DESCRIPTION OF THE TASK: Starting at the line that contains "Spot the pink" and continuing through the end of the records below, convert only those lines into a numbered list, leaving out any blank lines.

GIVEN INFORMATION:
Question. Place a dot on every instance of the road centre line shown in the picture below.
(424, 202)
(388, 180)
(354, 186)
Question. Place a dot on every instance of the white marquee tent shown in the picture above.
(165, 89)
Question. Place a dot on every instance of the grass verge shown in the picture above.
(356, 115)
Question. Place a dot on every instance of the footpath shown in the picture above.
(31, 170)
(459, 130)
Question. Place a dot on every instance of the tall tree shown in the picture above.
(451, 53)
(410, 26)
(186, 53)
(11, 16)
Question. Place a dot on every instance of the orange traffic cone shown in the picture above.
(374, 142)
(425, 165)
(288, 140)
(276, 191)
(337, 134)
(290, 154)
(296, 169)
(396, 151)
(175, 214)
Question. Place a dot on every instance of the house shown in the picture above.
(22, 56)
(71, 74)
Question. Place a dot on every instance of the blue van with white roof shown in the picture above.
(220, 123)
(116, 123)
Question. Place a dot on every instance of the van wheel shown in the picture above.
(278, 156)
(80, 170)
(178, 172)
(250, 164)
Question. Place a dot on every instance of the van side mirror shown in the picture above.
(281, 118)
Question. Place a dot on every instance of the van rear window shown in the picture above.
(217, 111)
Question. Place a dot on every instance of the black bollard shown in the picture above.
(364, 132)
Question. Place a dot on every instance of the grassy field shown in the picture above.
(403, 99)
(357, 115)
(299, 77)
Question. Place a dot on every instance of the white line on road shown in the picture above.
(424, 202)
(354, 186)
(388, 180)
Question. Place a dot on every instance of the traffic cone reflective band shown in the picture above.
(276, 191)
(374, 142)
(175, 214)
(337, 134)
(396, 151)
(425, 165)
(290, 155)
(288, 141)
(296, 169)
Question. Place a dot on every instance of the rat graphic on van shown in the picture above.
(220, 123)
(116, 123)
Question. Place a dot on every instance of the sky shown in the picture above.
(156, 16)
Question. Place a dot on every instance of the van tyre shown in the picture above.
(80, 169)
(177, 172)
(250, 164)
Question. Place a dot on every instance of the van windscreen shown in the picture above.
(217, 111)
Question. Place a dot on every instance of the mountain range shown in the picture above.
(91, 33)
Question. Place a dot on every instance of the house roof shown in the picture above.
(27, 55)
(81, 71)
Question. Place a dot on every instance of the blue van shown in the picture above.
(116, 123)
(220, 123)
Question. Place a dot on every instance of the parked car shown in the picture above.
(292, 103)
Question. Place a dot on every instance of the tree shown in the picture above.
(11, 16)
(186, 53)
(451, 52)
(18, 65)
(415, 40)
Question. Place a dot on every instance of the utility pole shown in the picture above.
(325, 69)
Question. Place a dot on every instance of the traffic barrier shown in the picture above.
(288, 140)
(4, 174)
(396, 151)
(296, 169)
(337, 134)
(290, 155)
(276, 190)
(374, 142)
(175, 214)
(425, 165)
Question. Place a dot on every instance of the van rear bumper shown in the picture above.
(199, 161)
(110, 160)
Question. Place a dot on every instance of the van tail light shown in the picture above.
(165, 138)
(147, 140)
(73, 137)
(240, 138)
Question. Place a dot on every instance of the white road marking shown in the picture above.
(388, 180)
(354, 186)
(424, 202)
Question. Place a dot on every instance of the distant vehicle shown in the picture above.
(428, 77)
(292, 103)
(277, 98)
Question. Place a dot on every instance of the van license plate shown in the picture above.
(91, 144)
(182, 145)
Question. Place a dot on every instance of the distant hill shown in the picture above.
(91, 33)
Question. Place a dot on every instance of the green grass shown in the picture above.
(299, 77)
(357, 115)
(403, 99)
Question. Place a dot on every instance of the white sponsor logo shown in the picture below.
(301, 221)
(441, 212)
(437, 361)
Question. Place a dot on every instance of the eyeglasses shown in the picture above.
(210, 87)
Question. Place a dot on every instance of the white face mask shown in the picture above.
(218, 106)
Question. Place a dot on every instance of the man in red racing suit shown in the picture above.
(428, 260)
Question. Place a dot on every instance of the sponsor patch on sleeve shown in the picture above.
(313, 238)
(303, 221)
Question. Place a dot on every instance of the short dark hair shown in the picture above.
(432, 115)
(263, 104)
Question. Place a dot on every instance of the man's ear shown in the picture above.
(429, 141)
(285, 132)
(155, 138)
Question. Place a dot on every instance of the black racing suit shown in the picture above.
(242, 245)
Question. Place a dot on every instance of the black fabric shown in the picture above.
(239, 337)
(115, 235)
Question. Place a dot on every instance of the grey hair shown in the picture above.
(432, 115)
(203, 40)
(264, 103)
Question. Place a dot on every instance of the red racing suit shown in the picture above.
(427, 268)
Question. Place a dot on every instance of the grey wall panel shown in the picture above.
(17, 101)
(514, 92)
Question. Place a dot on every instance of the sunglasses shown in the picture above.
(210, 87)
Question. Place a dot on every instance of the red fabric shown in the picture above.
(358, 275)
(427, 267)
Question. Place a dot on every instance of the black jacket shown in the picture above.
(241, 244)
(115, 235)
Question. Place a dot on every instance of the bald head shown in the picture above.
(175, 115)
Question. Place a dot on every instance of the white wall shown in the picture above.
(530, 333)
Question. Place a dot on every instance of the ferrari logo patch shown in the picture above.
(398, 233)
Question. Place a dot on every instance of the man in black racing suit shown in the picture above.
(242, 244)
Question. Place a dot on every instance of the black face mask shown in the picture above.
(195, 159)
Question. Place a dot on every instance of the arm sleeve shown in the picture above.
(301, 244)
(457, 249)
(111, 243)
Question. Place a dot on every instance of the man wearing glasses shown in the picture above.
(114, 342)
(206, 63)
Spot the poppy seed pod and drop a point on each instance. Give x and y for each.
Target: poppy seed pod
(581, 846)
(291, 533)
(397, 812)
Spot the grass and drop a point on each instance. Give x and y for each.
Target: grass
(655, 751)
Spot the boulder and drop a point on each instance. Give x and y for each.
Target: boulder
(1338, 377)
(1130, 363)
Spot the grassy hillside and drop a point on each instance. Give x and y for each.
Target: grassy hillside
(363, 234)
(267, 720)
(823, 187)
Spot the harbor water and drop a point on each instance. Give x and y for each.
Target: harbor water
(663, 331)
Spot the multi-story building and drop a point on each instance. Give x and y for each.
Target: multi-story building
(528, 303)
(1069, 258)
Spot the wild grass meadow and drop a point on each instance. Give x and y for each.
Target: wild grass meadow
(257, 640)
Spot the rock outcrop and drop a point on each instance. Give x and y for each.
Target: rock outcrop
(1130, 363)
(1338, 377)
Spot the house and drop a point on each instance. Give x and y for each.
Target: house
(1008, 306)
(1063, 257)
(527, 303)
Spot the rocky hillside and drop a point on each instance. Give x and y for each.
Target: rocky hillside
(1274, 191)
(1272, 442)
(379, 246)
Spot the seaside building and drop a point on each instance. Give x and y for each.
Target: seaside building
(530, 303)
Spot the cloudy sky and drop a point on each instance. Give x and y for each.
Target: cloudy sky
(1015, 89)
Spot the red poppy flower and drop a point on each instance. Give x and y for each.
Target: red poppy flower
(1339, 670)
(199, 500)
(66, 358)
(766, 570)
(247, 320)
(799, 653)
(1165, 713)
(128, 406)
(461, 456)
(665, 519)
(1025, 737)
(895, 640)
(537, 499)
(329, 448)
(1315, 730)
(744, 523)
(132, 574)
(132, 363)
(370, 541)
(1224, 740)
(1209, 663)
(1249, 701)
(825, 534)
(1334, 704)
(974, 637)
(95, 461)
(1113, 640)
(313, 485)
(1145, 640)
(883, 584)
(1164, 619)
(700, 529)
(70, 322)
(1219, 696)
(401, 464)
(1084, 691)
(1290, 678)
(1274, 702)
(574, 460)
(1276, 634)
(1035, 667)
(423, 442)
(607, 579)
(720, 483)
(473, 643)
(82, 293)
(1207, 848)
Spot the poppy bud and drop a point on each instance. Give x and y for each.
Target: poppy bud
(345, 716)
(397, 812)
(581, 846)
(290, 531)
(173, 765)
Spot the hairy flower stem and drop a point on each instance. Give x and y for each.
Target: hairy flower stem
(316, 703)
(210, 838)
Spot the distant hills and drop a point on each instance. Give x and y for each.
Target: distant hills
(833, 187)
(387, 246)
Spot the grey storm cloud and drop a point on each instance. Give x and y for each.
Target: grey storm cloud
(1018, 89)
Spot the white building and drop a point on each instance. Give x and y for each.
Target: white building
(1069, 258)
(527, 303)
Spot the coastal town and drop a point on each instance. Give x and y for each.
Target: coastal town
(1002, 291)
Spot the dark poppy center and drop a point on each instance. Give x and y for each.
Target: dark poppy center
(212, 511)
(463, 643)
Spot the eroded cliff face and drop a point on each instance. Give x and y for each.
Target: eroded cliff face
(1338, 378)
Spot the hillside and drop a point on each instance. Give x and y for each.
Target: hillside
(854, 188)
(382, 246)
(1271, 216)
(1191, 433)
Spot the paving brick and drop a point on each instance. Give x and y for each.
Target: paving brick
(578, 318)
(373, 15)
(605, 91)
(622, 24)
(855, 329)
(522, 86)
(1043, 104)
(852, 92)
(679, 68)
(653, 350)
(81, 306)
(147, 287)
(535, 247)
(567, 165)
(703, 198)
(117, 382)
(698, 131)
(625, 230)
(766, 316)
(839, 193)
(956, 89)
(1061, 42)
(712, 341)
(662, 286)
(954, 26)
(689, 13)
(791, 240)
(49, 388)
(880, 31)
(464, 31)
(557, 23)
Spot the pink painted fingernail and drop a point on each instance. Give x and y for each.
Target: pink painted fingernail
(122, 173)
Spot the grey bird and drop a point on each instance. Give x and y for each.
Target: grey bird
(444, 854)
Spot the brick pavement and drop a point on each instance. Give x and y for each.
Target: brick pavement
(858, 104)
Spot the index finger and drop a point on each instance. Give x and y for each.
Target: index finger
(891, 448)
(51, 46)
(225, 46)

EXERCISE RESULT:
1. Spot the pink painted fingernail and drop a point on each instance. Give x and y for each.
2. Target: pink painted fingernail
3. (122, 173)
4. Spot the grey bird and drop a point on each instance. Give x and y for each.
5. Target: grey bird
6. (444, 854)
7. Spot the brick pavement and drop a point on each instance. Give x and y for each.
8. Target: brick pavement
9. (858, 104)
10. Spot the index finger and drop a point on each instance. Give x and y for each.
11. Target: index finger
12. (891, 448)
13. (51, 46)
14. (225, 46)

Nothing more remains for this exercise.